> [Short problem] Return only this: the line with "Prompt: place one marker on each instance of the stair" and all the lines that follow it below, through the final one, exactly as they are.

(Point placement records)
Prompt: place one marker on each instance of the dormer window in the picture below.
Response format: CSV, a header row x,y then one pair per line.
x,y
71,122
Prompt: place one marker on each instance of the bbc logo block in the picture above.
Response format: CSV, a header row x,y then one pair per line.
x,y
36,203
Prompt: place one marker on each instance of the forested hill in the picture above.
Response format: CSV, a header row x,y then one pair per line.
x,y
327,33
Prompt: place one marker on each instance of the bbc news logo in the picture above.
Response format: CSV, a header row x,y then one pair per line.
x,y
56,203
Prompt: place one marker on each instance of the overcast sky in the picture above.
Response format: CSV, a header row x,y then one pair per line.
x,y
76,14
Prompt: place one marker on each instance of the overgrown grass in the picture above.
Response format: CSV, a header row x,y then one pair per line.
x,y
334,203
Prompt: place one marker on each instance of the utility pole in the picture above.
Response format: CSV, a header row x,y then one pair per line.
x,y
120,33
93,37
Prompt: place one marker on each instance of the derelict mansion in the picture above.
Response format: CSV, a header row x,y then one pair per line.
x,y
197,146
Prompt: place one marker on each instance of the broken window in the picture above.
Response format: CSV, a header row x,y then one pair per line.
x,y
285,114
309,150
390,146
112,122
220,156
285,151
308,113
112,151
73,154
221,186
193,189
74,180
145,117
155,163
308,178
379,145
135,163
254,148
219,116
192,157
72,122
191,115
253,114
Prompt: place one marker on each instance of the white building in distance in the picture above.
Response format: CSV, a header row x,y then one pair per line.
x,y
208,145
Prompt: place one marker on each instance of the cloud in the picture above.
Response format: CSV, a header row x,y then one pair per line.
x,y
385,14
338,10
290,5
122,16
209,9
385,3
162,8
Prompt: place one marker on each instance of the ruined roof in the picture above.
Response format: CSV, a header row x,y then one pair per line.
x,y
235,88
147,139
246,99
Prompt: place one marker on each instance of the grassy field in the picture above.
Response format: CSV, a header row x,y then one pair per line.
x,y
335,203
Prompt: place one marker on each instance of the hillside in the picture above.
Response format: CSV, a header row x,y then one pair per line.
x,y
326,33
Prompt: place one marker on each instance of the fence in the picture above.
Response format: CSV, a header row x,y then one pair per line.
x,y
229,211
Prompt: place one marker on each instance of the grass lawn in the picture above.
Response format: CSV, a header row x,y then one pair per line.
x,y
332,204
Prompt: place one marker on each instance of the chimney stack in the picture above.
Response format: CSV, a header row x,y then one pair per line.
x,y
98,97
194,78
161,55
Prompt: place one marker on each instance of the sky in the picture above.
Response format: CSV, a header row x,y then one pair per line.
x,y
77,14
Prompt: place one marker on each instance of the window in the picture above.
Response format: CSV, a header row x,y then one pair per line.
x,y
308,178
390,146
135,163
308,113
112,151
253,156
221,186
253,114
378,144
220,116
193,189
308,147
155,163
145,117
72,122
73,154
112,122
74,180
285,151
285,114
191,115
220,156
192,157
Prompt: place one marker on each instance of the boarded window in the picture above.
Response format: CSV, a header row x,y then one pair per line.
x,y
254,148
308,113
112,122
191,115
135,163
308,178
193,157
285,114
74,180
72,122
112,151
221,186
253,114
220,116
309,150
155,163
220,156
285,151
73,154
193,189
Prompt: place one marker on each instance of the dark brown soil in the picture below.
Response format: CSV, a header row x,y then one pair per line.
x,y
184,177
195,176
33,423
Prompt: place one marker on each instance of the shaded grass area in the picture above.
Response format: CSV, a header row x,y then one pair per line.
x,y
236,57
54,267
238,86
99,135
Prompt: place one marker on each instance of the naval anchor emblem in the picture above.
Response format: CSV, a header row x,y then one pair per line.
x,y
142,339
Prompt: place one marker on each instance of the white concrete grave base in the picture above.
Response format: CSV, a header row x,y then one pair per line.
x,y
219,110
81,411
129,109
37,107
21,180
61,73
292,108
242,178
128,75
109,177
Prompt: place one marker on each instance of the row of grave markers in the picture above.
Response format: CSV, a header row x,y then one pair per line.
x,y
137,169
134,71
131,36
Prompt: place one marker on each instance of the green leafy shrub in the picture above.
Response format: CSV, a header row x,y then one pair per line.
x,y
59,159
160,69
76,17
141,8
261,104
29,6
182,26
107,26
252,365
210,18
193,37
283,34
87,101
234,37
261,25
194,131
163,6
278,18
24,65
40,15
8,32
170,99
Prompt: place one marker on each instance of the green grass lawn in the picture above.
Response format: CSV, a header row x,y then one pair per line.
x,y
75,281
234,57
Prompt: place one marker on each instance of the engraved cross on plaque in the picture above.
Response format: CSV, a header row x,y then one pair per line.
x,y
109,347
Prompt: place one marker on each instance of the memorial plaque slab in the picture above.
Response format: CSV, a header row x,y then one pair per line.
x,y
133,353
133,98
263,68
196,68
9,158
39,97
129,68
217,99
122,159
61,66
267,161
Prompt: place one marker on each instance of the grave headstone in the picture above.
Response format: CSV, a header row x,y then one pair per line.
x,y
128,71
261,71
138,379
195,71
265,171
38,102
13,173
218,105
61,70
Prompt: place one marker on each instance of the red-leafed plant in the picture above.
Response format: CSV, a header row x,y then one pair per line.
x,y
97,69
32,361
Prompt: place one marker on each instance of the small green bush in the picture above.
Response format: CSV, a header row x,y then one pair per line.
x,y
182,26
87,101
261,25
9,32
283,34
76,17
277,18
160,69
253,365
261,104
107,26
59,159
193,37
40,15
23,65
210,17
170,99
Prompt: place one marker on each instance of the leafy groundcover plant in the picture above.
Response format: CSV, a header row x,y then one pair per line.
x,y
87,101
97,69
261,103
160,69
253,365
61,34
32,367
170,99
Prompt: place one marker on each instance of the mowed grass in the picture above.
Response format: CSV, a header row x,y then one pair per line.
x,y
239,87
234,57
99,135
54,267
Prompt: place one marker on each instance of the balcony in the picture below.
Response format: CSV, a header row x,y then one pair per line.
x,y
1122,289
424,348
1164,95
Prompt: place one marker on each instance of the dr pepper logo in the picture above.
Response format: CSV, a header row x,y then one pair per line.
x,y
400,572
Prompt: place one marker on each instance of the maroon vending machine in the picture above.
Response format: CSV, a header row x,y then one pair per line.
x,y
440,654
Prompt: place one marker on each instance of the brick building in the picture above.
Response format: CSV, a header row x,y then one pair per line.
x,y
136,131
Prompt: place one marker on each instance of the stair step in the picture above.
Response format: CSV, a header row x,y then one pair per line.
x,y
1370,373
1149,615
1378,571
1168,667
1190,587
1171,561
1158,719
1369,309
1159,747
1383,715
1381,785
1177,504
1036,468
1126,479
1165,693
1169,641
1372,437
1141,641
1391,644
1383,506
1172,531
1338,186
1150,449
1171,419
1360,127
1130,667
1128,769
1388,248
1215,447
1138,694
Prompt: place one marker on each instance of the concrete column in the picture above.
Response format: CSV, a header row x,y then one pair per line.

> [The reply]
Prompt: place one marker on each instance of the stair step in the picture above.
Response format: CSV, a header row x,y then one pair per line.
x,y
1370,373
1149,615
1378,571
1168,667
1190,587
1171,561
1158,719
1369,309
1159,747
1383,715
1381,785
1177,504
1036,468
1126,479
1165,693
1169,641
1372,437
1141,641
1391,644
1383,506
1172,531
1338,186
1150,449
1171,419
1360,127
1130,667
1128,769
1388,248
1215,447
1138,694
Prompt: place one marker on each instance of the concrete column in the picture above.
Response format: CSV, a header row x,y then one pair per line.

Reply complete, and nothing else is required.